▶ [Selected extract]:
_ _ _

Now what makes this incredibly special is the fact that they are deploying their 5G network on 600-MHz and we’re deploying ours on 2.5-GHz, meaning this is 100% complementary. And upon merger approval, it is quite easy in terms of basically putting these two networks together, and our customers are going to enjoy the breadth and the coverage of TMOS 600-MHz with the depth of our 2.5-GHz in the cities that we have decided we’re going to light up first.

So inventory is two completely separate plans, and we will continue to treat them separately. I think the fact that we’re not building in the same band, it is definitely positive as integration, and the destruction of synergies is limited because they’re two different bands. John, I don’t know if you have anything to add?

 

John C. B. Saw

   A

Chief Technology Officer, Sprint Corp.

  

 

13


No, I think you said it right. A lot of what we’re doing today is building towards a 5G future. That is also what we need for the combined company as well, and there’s a lot of synergy.

Operator: Your next question comes from the line of Simon Flannery with Morgan Stanley.

 

Simon Flannery

   Q

Analyst, Morgan Stanley & Co. LLC

  

Great, thanks very much. I wonder if you could just talk about the outlook for service revenues in 2018. Obviously, we’ve got some ASC 606 changes there, but you’re talking about ARPU stabilizing. So when do you think you can turn positive on service revenues?

And then, Marcelo, any feedback from some of your meetings in Washington over the last day or two? Thanks.

 

Michel Combes

   A

President, Chief Financial Officer & Director, Sprint Corp.

  

So on the service revenue first and then I will turn to Marcelo, as you have seen, our wireless service revenue of $5.6 billion in fiscal Q4 was flat sequentially and down 3% year over year. So for the fourth consecutive quarter, we are roughly on $5.6 billion, which means that revenue is stabilizing quarter after quarter. Prepaid wireless service revenue grew year over year for the second consecutive quarter. If you look at the year in total, wireless service revenue was down by 5% year over year, which is the lowest decline in the last four years.

Look, let’s say moving forward, we expect year-over-year growth in quarterly wireless service revenue by the end of 2018 excluding the impact of revenue recognition changes. And that will be driven by the postpaid phone ARPU, which will moderate from the $50.44 rate, let’s say, which should stabilize, and the continued growth in retail phone customers at a more stable rate drive improved revenue trends.

 

Raul Marcelo Claure

   A

Chief Executive Officer & Director, Sprint Corp.

  

Thank you, Michel. So I just got back from Washington today, and we’ve spent the last two days in Washington with John Legere and the T-Mobile team and some of the members of the Sprint team. And we’ve had a chance to go visit the SEC and go visit the DoJ and basically go present the merits of a merger.

_ _ _

▶ [Segmentation data]:

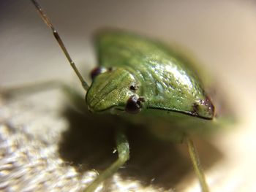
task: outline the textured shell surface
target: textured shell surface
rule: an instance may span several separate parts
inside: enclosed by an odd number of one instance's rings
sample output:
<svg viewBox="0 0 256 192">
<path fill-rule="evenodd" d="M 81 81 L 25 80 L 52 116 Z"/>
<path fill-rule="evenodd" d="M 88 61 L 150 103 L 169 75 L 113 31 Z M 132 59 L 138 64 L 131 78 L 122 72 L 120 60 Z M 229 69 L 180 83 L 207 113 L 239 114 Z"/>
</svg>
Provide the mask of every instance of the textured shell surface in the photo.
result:
<svg viewBox="0 0 256 192">
<path fill-rule="evenodd" d="M 143 97 L 142 112 L 175 112 L 212 119 L 214 107 L 189 61 L 159 42 L 121 31 L 96 36 L 98 75 L 86 96 L 96 112 L 124 110 L 132 95 Z M 137 89 L 129 90 L 130 86 Z"/>
</svg>

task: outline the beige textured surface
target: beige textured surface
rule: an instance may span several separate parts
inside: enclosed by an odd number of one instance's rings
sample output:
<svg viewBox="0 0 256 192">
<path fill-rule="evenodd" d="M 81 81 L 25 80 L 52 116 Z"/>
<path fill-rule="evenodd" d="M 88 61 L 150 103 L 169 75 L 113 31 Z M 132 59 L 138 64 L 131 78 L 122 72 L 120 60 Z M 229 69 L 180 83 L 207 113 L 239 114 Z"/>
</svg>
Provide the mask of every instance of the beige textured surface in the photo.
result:
<svg viewBox="0 0 256 192">
<path fill-rule="evenodd" d="M 96 63 L 89 39 L 102 26 L 192 50 L 217 74 L 241 120 L 233 131 L 197 142 L 212 191 L 256 191 L 252 1 L 41 1 L 82 69 Z M 29 1 L 1 1 L 0 9 L 1 86 L 72 79 L 79 88 Z M 77 191 L 97 175 L 93 169 L 100 172 L 112 162 L 111 119 L 84 116 L 68 106 L 59 90 L 0 99 L 0 190 Z M 129 137 L 131 160 L 105 190 L 198 191 L 184 147 L 155 141 L 143 129 L 131 128 Z"/>
</svg>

_ _ _

▶ [Written problem A]:
List the full names of all the people who have their own speaker heading in the earnings call transcript.
▶ [Written problem B]:
Count how many lines in the records contain the word "every". Give only the number.

▶ [Task solution A]:
John C. B. Saw
Simon Flannery
Michel Combes
Raul Marcelo Claure

▶ [Task solution B]:
2